BEGIN EXTRACTED INFORMATION

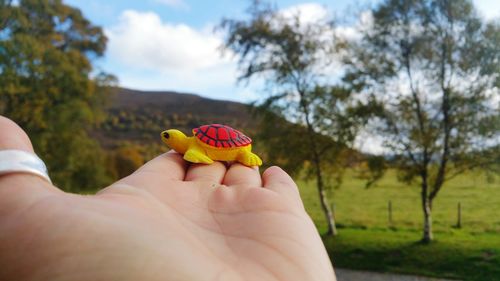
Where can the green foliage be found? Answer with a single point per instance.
(46, 49)
(432, 66)
(367, 241)
(454, 255)
(125, 160)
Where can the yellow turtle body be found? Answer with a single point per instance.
(212, 142)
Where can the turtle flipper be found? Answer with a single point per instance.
(196, 156)
(248, 158)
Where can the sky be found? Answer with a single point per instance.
(171, 45)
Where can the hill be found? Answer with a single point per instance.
(139, 116)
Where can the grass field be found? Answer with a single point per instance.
(367, 240)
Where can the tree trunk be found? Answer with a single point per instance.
(427, 208)
(316, 159)
(332, 230)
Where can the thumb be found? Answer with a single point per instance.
(19, 185)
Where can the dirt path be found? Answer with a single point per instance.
(351, 275)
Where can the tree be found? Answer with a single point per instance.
(46, 50)
(291, 57)
(433, 67)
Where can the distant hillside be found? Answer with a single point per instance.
(139, 116)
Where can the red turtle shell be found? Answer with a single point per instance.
(221, 136)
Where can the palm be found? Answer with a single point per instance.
(164, 222)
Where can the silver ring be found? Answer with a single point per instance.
(19, 161)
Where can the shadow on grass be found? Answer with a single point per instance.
(452, 256)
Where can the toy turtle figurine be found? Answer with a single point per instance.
(212, 142)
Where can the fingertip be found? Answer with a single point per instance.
(276, 179)
(274, 175)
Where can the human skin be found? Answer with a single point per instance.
(167, 221)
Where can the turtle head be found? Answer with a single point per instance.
(175, 139)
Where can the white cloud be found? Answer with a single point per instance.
(488, 8)
(174, 3)
(307, 12)
(143, 40)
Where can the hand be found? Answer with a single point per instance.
(167, 221)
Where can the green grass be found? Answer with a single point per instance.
(368, 241)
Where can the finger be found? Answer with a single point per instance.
(274, 178)
(164, 168)
(13, 137)
(239, 174)
(207, 173)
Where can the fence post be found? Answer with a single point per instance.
(389, 208)
(333, 212)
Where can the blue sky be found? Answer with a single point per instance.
(170, 44)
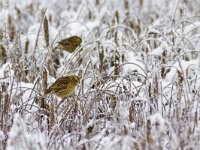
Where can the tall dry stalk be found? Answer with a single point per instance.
(46, 31)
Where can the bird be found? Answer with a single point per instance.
(70, 44)
(64, 86)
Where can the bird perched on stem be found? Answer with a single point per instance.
(70, 44)
(63, 87)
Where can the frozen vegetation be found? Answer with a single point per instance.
(139, 65)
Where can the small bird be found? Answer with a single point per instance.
(63, 87)
(70, 44)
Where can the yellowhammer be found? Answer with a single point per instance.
(70, 44)
(64, 87)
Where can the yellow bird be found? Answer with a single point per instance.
(70, 44)
(64, 87)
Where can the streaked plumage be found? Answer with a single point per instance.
(70, 44)
(64, 87)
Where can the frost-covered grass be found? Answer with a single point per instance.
(139, 68)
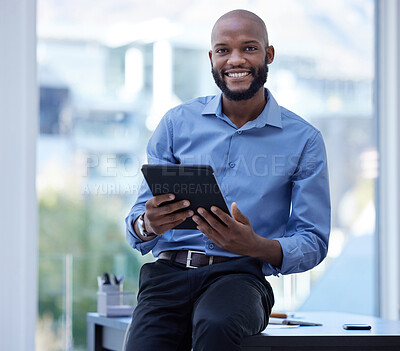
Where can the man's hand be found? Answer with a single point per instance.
(237, 235)
(160, 218)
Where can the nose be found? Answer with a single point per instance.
(236, 58)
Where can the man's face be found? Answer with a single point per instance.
(259, 75)
(239, 57)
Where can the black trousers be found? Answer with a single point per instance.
(208, 308)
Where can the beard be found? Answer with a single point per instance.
(260, 75)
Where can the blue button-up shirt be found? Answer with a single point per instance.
(274, 167)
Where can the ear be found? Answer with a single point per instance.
(270, 52)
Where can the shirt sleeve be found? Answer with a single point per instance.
(159, 151)
(305, 243)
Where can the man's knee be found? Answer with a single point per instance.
(212, 329)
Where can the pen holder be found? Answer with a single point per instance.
(112, 302)
(112, 293)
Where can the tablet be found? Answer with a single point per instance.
(196, 183)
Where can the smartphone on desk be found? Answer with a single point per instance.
(356, 327)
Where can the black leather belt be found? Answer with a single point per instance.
(192, 259)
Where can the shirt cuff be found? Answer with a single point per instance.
(133, 239)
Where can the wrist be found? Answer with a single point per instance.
(142, 229)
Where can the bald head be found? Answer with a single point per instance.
(233, 16)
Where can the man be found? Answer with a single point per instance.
(270, 163)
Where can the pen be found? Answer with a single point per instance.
(106, 278)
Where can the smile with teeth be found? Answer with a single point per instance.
(238, 75)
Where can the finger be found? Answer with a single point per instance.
(160, 199)
(239, 216)
(173, 207)
(211, 220)
(161, 221)
(223, 216)
(172, 225)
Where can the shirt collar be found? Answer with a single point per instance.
(271, 114)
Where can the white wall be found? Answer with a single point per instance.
(388, 108)
(18, 210)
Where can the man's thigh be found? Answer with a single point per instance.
(161, 318)
(238, 302)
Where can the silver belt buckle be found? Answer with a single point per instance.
(189, 258)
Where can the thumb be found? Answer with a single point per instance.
(237, 215)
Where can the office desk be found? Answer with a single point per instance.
(108, 334)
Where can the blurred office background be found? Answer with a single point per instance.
(107, 71)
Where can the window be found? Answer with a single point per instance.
(109, 70)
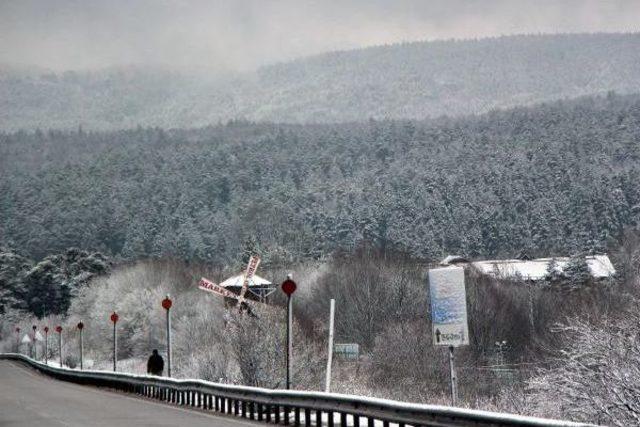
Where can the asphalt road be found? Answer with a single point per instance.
(28, 398)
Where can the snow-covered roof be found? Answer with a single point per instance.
(536, 269)
(236, 281)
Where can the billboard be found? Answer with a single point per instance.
(448, 306)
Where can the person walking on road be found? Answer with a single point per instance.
(155, 365)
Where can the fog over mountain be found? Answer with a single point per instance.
(243, 34)
(410, 80)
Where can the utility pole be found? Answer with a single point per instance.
(332, 310)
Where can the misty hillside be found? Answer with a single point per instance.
(550, 179)
(408, 81)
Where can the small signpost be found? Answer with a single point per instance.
(349, 351)
(449, 315)
(289, 287)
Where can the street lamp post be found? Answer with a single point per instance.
(59, 331)
(46, 345)
(17, 340)
(34, 348)
(289, 287)
(80, 328)
(166, 304)
(114, 319)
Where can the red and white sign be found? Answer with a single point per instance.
(252, 266)
(209, 286)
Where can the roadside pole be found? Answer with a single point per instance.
(46, 345)
(289, 287)
(114, 320)
(80, 328)
(332, 310)
(166, 304)
(449, 324)
(34, 346)
(59, 331)
(454, 378)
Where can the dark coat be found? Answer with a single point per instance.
(155, 365)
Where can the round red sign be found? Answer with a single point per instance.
(289, 287)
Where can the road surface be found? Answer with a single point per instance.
(28, 398)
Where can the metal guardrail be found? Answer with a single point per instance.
(296, 408)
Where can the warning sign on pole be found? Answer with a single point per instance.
(448, 306)
(209, 286)
(252, 266)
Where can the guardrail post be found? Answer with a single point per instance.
(296, 416)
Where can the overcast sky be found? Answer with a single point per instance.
(243, 34)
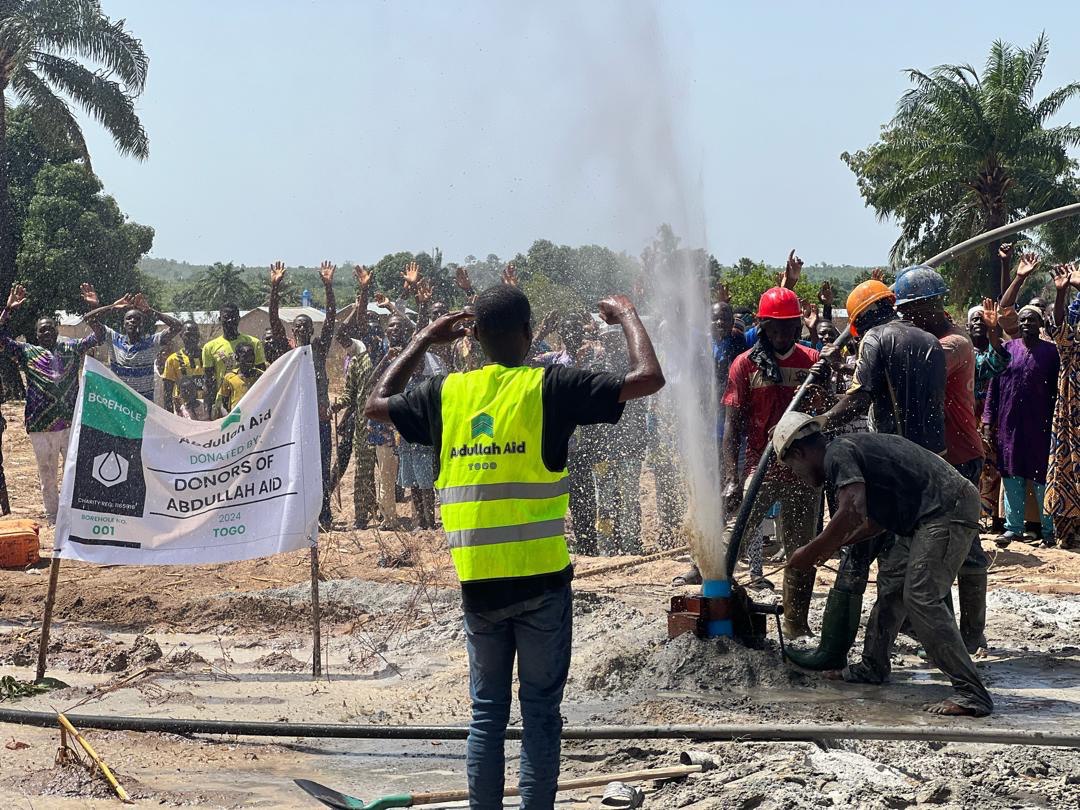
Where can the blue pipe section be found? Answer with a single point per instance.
(717, 589)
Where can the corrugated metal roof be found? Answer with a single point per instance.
(289, 313)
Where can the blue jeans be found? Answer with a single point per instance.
(540, 636)
(976, 557)
(1015, 498)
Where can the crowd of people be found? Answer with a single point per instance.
(917, 432)
(997, 399)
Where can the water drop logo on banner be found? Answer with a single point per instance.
(143, 486)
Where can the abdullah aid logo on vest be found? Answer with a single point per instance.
(108, 472)
(481, 426)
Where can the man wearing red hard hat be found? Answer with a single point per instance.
(761, 383)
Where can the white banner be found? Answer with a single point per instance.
(143, 486)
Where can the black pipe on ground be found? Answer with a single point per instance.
(793, 732)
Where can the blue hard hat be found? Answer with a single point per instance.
(918, 282)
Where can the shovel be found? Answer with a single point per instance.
(332, 798)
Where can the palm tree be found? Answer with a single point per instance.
(967, 152)
(41, 42)
(220, 284)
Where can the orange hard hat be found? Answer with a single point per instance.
(864, 296)
(779, 304)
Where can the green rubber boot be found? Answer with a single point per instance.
(839, 625)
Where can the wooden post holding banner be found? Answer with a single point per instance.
(316, 647)
(46, 621)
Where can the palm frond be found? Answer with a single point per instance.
(1035, 61)
(1055, 100)
(51, 113)
(90, 34)
(103, 98)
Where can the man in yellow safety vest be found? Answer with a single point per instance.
(501, 433)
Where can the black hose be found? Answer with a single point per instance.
(792, 732)
(734, 538)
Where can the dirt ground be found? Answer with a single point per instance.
(233, 642)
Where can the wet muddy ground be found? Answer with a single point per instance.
(233, 642)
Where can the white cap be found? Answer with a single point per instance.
(793, 426)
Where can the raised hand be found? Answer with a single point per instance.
(423, 291)
(1027, 264)
(793, 271)
(615, 308)
(277, 273)
(462, 280)
(510, 274)
(326, 271)
(825, 294)
(16, 297)
(447, 328)
(90, 295)
(412, 277)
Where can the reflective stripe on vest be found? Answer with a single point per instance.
(503, 511)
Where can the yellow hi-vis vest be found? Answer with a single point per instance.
(503, 511)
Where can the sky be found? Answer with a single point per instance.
(331, 129)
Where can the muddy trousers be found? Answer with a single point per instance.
(579, 470)
(539, 635)
(50, 450)
(796, 526)
(386, 463)
(619, 507)
(363, 482)
(915, 576)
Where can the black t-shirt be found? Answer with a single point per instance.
(570, 396)
(905, 484)
(903, 368)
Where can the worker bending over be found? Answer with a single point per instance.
(887, 483)
(501, 435)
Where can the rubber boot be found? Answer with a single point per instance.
(972, 588)
(839, 625)
(798, 591)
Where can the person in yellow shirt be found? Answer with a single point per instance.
(234, 385)
(181, 364)
(219, 354)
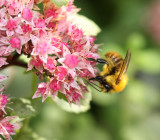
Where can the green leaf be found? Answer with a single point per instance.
(147, 60)
(89, 27)
(136, 41)
(28, 134)
(60, 3)
(84, 103)
(23, 108)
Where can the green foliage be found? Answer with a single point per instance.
(60, 3)
(88, 27)
(23, 108)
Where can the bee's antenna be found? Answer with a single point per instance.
(93, 86)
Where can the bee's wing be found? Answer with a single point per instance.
(124, 66)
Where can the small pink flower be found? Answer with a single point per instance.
(50, 12)
(7, 128)
(42, 90)
(51, 64)
(42, 48)
(15, 42)
(61, 72)
(40, 23)
(26, 28)
(55, 85)
(13, 8)
(27, 14)
(73, 96)
(11, 25)
(36, 61)
(2, 77)
(76, 33)
(71, 61)
(3, 61)
(3, 102)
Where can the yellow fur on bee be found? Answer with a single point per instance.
(122, 84)
(111, 80)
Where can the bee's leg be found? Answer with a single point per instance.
(107, 87)
(97, 78)
(101, 61)
(90, 83)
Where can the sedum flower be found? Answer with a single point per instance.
(58, 49)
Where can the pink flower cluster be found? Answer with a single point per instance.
(6, 127)
(58, 49)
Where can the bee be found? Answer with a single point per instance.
(113, 77)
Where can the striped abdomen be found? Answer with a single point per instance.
(114, 61)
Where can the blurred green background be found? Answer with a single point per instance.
(133, 114)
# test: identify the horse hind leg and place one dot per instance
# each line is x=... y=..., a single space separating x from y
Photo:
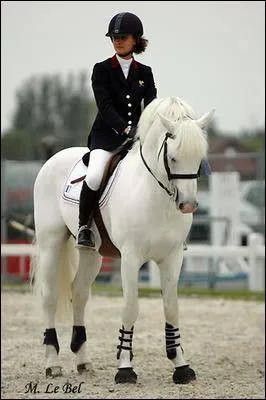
x=88 y=268
x=169 y=274
x=129 y=273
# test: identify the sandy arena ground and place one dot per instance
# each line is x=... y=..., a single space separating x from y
x=223 y=342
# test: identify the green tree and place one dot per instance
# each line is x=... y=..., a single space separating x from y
x=49 y=106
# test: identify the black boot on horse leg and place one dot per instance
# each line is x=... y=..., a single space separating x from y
x=87 y=202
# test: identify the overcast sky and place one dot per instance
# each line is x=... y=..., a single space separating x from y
x=209 y=53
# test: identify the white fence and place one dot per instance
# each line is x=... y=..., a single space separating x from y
x=253 y=254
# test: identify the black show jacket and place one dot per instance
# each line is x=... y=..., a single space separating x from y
x=118 y=100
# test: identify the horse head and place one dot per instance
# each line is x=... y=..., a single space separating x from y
x=182 y=148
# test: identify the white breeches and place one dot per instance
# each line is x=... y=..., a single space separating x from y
x=98 y=160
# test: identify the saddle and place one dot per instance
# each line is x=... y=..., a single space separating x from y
x=107 y=248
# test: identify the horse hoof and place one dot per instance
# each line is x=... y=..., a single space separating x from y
x=85 y=367
x=53 y=372
x=183 y=375
x=126 y=375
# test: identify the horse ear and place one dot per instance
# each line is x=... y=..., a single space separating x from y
x=203 y=121
x=169 y=125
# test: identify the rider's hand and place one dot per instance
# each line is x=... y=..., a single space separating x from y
x=130 y=131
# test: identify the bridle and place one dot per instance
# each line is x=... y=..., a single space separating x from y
x=172 y=194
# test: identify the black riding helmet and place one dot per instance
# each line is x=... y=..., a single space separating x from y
x=125 y=24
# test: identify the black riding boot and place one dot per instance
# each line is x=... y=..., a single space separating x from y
x=87 y=202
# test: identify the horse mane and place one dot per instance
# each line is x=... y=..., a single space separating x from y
x=172 y=108
x=191 y=141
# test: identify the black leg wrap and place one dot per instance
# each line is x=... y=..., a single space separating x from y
x=172 y=337
x=50 y=337
x=78 y=338
x=124 y=341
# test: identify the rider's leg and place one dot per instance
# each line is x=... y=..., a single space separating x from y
x=88 y=196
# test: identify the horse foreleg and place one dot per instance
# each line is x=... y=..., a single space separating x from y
x=169 y=274
x=88 y=269
x=49 y=260
x=129 y=276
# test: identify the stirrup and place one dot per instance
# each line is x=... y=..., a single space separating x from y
x=85 y=238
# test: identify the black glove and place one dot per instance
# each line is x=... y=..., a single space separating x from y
x=132 y=132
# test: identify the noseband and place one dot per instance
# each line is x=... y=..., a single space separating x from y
x=167 y=168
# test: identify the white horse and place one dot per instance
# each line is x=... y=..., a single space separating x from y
x=147 y=214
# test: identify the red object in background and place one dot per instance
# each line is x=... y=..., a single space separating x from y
x=19 y=266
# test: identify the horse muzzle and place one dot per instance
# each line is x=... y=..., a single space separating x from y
x=188 y=208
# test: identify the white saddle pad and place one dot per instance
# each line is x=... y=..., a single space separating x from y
x=73 y=185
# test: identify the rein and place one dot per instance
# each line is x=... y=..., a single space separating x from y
x=169 y=174
x=171 y=194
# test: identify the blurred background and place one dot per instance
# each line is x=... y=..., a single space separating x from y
x=209 y=53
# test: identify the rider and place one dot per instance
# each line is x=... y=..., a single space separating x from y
x=120 y=84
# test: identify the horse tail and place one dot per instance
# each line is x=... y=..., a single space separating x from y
x=67 y=267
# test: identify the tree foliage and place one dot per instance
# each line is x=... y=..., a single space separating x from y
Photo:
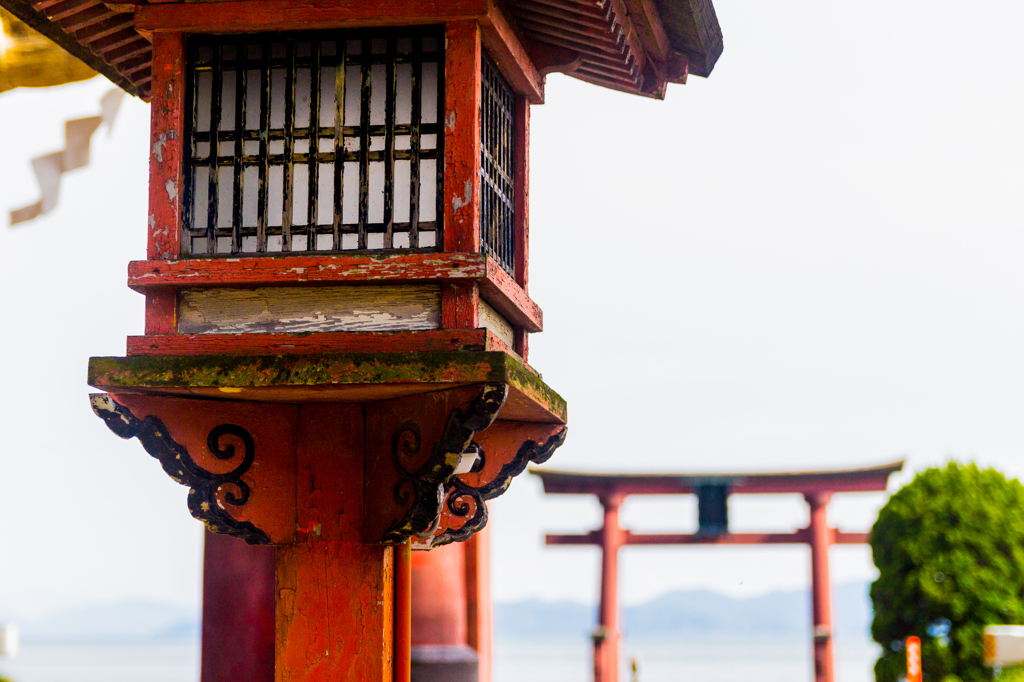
x=949 y=548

END EXTRACTED INFORMATION

▶ _YOUR GOAL_: Copy whichever lines in the listing above hold "horse".

▶ _PROBLEM SOLUTION_:
# test: identify the horse hind leg and place one dot per instance
# test: identify the black boot on horse leg and place one dot per instance
# test: identify the horse head and place one dot per instance
# test: identify the horse hoof and place one dot per instance
# test: identify the horse ear and place one dot per instance
# test: identify the horse mane and place one dot per instance
# test: identify the horse foreleg and place one dot per instance
# test: identify the white horse and place one dot per instance
# test: identify the horse muzzle and place one dot per instance
# test: identify the horse tail and place one dot per instance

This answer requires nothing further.